▶ _INSTRUCTIONS FOR THE TASK_:
Continue the article about the Autism Summit of Northwest Ohio from where it stops.

PASSAGE TO READ Start Marker

Autism Summit to explore the hidden curriculum
BOWLING GREEN, O.—The numbers are staggering—autism affects one in 110 children and one in 70 boys. Armed with those sobering statistics, parents, health-care professionals and educators will have an opportunity to explore the “hidden curriculum of autism” at the ninth annual Autism Summit of Northwest Ohio.
The conference, “Hidden Curriculum through the Lifespan,” runs from 8 a.m. to 4 p.m. Saturday, June 5, at the Bowen-Thompson Student Union at Bowling Green State University. The keynote speaker is Brenda Smith Myles, Ph.D., a consultant with the Ziggurat Group and chief of programs and development at the Autism Society of America.
Myles will discuss the hidden curriculum and its applicability to individuals on the autism spectrum. The hidden curriculum comprises information that is not usually taught to typical children and youth, but is assumed and expected knowledge. It might include topics such as how to eat appropriately, how to hold appropriate conversations, how to follow unwritten rules such as bathroom rules, how to read social cues or how to practice good social behavior. Violation of these rules can have an adverse effect on school performance and how well a student/child is able to positively relate to the community and home.
Drs. Lessie L. Cochran and Ellen Ursula Williams, faculty in the Autism Certificate Program and the School of Intervention Services at BGSU and co-founders of this Autism Summit, noted, “We selected the topic of ‘hidden curriculum’ for our summit this year because all too often it is an overlooked but vital part of the curriculum for individuals on the autism spectrum. We are delighted that Dr. Brenda Smith Myles, one of the leading authorities on this topic, has accepted our invitation as keynote speaker.”

PASSAGE TO READ End Marker
DATASET CONTENT Start Marker

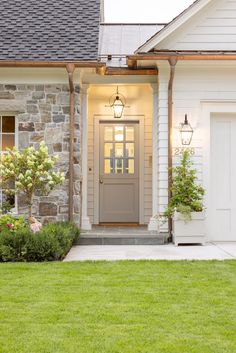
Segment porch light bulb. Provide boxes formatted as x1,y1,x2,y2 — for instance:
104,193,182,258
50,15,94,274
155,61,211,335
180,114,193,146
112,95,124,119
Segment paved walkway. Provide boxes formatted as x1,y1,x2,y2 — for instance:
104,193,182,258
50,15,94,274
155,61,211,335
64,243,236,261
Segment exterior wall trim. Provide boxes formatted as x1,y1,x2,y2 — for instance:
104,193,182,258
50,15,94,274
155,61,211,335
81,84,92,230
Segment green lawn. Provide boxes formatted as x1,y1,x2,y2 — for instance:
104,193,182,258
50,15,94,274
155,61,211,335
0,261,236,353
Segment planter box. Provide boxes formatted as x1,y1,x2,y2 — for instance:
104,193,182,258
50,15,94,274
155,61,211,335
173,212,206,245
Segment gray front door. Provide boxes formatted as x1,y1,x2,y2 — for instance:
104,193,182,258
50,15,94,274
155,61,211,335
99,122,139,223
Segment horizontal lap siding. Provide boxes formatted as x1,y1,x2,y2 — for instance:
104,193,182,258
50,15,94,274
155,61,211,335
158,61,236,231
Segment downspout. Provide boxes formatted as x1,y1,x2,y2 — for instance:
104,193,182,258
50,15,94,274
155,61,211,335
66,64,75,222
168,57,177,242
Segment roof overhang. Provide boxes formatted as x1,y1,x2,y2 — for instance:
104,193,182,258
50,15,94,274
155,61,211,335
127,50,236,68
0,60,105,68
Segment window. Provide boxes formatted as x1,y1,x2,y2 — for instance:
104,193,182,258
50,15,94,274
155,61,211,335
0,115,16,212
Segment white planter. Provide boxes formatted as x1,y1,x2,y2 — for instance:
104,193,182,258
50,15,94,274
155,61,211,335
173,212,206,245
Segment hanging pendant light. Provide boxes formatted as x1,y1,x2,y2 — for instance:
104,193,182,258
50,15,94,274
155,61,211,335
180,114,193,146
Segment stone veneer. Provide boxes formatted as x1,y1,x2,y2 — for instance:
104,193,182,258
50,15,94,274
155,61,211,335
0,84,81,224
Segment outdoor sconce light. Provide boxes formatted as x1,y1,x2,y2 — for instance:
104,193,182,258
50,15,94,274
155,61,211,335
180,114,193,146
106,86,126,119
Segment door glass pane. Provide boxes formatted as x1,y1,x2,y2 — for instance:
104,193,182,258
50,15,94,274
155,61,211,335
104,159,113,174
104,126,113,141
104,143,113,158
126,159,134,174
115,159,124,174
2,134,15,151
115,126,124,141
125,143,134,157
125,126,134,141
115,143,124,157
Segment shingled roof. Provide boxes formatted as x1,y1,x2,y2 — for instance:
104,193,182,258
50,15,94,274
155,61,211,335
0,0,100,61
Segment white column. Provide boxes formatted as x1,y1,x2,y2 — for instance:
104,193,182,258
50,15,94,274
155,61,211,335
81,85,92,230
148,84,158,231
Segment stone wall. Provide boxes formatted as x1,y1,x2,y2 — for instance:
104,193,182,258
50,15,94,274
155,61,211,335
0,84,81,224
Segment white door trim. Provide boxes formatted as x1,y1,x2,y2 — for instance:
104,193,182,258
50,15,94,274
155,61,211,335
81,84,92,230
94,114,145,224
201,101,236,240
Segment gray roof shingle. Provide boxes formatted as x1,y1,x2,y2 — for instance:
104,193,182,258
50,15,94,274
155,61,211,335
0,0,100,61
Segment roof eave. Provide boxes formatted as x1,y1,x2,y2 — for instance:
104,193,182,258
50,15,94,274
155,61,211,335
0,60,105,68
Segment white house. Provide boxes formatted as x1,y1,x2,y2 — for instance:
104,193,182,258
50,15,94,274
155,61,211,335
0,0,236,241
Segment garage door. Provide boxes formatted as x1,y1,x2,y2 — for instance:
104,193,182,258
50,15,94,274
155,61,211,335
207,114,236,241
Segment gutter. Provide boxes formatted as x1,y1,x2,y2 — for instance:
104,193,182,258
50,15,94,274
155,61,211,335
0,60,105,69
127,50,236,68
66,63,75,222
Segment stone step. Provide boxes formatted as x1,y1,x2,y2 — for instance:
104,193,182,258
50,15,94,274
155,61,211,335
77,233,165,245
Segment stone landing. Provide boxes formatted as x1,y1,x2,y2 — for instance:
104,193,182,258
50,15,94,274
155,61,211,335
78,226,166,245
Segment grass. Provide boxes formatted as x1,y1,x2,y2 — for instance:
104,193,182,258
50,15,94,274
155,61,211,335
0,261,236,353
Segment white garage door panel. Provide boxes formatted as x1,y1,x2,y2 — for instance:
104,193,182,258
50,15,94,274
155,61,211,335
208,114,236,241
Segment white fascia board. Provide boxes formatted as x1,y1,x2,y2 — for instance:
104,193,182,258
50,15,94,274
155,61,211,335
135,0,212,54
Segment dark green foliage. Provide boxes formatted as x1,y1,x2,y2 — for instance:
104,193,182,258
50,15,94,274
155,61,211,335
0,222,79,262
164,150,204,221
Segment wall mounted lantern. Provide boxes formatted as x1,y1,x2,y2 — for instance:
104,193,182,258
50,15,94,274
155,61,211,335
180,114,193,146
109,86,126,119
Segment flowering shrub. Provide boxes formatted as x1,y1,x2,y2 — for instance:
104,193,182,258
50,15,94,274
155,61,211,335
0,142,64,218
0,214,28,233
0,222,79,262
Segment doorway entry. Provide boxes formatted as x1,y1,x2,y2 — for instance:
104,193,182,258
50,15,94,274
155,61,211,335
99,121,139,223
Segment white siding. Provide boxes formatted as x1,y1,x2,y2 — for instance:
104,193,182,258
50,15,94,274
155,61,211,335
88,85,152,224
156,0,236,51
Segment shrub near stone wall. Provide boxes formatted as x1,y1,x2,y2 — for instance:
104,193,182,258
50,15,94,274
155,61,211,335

DATASET CONTENT End Marker

▶ _RESPONSE TO THE EXERCISE_:
Myles is the recipient of the 2004 Autism Society of America’s Outstanding Professional Award and the 2006 Princeton Fellowship Award. She has written numerous articles and books on Asperger’s syndrome and autism. From 1997 to 2004, she was acknowledged as the second most productive applied researcher in autism spectrum disorders.
Representatives from state and local autism groups will also deliver an annual update regarding their programs and services in another segment of the summit entitled “What’s Happening with Autism?”
Continuing Education Units (CEU) have been approved for Department of Developmental Disabilities (DODD) professionals, psychologists, social workers, counselors, rehabilitation counselors, occupational therapists, family and marriage therapists, and nurses.
The conference fee is $69 with CEUs, $59 for educator contact hours, $49 for parents/caregivers and $20 for students. For more information or to register, visit http://cee.bgsu.edu/autism or call Continuing and Extended Education, at 419-372-8181.
The event is sponsored by Robert and Nancy Williams, BGSU’s Office of Continuing and Extended Education, College of Education and Human Development and School of Intervention Services, the Lucas County Board of Developmental Disabilities and the Wood County Educational Service Center.